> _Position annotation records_
_____

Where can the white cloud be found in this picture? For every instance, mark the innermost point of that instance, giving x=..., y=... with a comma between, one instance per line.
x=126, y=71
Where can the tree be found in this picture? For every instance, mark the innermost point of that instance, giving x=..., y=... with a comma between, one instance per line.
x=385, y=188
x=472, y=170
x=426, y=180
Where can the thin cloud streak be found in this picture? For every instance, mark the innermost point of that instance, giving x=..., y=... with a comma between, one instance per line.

_____

> _EXERCISE TASK_
Copy the lines of the records verbatim, starting at the line that contains "Where can the tree" and continuing through the final line of the records, with both ends included.

> _RESULT BELOW_
Where can the tree be found in this picture? For every instance, mark the innermost point of that instance, giving x=..., y=... with a comma between, one instance per line.
x=385, y=188
x=472, y=170
x=426, y=180
Where can the thin cloud streak be found in this picture? For every instance, mark the innermost point of that instance, giving x=..., y=... with a comma between, one instance per line.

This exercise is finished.